--- Activity 1 ---
Reproduce the stretch of the ChatGPT Mac app article from "As Threads user" through "plain text in an unprotected location.".
--- Activity 2 ---
Write what comes next in the article about the ChatGPT Mac app storing chats in plaintext, picking up after its final sentence.

--- Page text ---
:::::
OpenAI released a Mac desktop app for ChatGPT a few weeks ago to much fanfare, but it turned out to have a serious security flaw: User chats were stored in plaintext, allowing a malicious attacker with access to the user’s computer to find them.
As Threads user Pedro José Pereira Vieito noted earlier this week, “the OpenAI ChatGPT app on macOS is not sandboxed and stores all conversations in plaintext in an unprotected location.” This means that “any other running app/process/malware can read all your ChatGPT conversations without asking for permission.”
He added:
macOS has blocked access to all user private data since macOS Mojave 10.14 (6 years ago!). Any app that accesses private user data (Calendar, Contacts, Mail, Photos, third-party app sandboxes, etc.) now requires explicit user access.
OpenAI disabled all of these built-in defenses by leaving the sandbox and storing the conversations in plain text in an unprotected location.
OpenAI has now updated the app, and local chat is now encrypted, but still not sandboxed. (The app is available for download directly from the OpenAI website, and is not available through the Apple App Store, which requires stricter security.)
:::::
--- Dataset extract ---
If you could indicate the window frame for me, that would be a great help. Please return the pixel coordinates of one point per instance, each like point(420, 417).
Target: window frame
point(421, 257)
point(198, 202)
:::::
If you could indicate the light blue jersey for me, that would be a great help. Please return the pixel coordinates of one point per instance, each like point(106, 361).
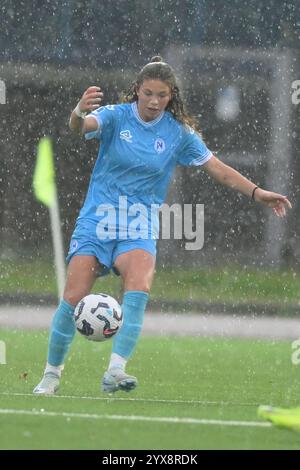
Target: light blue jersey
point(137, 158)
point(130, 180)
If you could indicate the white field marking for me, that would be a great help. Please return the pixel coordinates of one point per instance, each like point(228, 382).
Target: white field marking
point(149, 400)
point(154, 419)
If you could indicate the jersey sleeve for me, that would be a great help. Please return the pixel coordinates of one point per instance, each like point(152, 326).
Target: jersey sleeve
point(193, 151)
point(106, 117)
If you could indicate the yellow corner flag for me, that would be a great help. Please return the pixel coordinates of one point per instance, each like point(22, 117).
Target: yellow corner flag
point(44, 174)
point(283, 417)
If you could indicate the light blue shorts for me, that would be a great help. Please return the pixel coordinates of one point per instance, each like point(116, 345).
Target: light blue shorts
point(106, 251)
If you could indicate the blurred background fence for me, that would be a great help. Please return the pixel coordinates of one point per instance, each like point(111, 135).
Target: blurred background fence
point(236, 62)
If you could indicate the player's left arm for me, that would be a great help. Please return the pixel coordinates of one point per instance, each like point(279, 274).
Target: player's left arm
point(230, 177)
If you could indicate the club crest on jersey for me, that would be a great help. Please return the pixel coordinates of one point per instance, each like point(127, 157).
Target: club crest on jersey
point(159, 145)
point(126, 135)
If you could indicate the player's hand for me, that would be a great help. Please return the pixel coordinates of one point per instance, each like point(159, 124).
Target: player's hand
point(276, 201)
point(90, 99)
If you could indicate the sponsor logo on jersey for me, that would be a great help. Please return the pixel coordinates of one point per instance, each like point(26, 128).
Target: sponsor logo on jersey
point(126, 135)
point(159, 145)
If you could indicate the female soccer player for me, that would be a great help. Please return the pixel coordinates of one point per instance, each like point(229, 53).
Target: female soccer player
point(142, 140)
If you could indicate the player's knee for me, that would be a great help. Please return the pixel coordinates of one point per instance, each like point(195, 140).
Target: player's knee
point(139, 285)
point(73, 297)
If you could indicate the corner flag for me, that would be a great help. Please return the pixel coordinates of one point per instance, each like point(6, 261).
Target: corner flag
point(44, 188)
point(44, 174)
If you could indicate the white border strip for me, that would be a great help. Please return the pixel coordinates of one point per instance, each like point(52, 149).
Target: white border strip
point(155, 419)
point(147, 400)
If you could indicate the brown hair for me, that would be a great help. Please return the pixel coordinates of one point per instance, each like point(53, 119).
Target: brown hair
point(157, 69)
:::::
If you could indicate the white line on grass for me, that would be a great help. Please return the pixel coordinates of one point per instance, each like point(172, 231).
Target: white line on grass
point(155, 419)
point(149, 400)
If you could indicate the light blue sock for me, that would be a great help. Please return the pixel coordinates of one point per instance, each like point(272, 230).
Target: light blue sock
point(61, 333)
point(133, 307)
:::::
--- Exercise result 1 ---
As Threads user Pedro José Pereira Vieito noted earlier this week, “the OpenAI ChatGPT app on macOS is not sandboxed and stores all conversations in plaintext in an unprotected location.” This means that “any other running app/process/malware can read all your ChatGPT conversations without asking for permission.”
He added:
macOS has blocked access to all user private data since macOS Mojave 10.14 (6 years ago!). Any app that accesses private user data (Calendar, Contacts, Mail, Photos, third-party app sandboxes, etc.) now requires explicit user access.
OpenAI disabled all of these built-in defenses by leaving the sandbox and storing the conversations in plain text in an unprotected location.

--- Exercise result 2 ---
Many people now use ChatGPT like they use Google: to ask important questions, triage issues, etc. Often, sensitive personal data can be shared in these conversations.
It’s not looking good for OpenAI. OpenAI recently partnered with Apple to provide a chatbot service built into Apple’s operating systems for Siri queries. But Apple detailed the security around these queries at WWDC last month, and it’s stricter than what OpenAI did (or, more accurately, didn’t do) with its Mac app, which is a separate initiative from the partnership.
If you have been using the app recently, please update it as soon as possible.